== DATA RECORDS
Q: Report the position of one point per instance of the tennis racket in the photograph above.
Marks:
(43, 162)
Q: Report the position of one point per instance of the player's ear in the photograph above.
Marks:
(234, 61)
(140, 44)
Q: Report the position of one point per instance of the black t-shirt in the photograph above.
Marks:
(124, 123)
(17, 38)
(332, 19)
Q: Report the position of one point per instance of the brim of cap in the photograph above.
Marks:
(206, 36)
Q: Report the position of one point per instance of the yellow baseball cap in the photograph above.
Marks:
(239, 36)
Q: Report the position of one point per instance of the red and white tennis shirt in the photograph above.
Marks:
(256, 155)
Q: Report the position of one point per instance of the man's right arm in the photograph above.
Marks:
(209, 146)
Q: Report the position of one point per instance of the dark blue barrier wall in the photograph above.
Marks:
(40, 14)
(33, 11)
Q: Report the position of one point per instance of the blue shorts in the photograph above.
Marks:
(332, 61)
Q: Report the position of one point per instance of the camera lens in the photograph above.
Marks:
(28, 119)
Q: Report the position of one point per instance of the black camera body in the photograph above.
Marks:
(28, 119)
====
_TASK BRIEF_. Please rewrite all of the data above, changing each "Report the position" to "Give the location" and leaving every other word as it stands.

_TASK SOLUTION_.
Q: Give the location of one point per instance of the tennis racket in the photograph above.
Marks:
(43, 162)
Q: Give the location of one point per instance of the player's ear in the photograph above.
Marks:
(234, 61)
(140, 44)
Q: Give the location of one point per instance of the black t-shirt in the photograph above.
Marks:
(124, 123)
(17, 38)
(332, 19)
Q: Give the location of one point per instance of the brim of cap in the photograph above.
Marks:
(206, 36)
Q: Give the location of one point per instance of the yellow baseball cap in the photograph above.
Marks:
(239, 36)
Q: Give the location of one point per instance of the red and white tennis shirt in the photograph above.
Marks:
(256, 155)
Q: Give the location of one point per instance of the man's right arm in the photograph above.
Marks:
(209, 146)
Q: Give the location of one point per instance of the dark blue barrier wall in the photograph above.
Marks:
(40, 14)
(33, 11)
Q: Give the location of one point per instance of the blue shorts in the photograph above.
Marks:
(332, 61)
Q: Give the location of one point per instance of the camera lens in the photograph above.
Marks:
(28, 119)
Q: Give the location of one point per instance of the black camera body in the photograph above.
Marks:
(28, 119)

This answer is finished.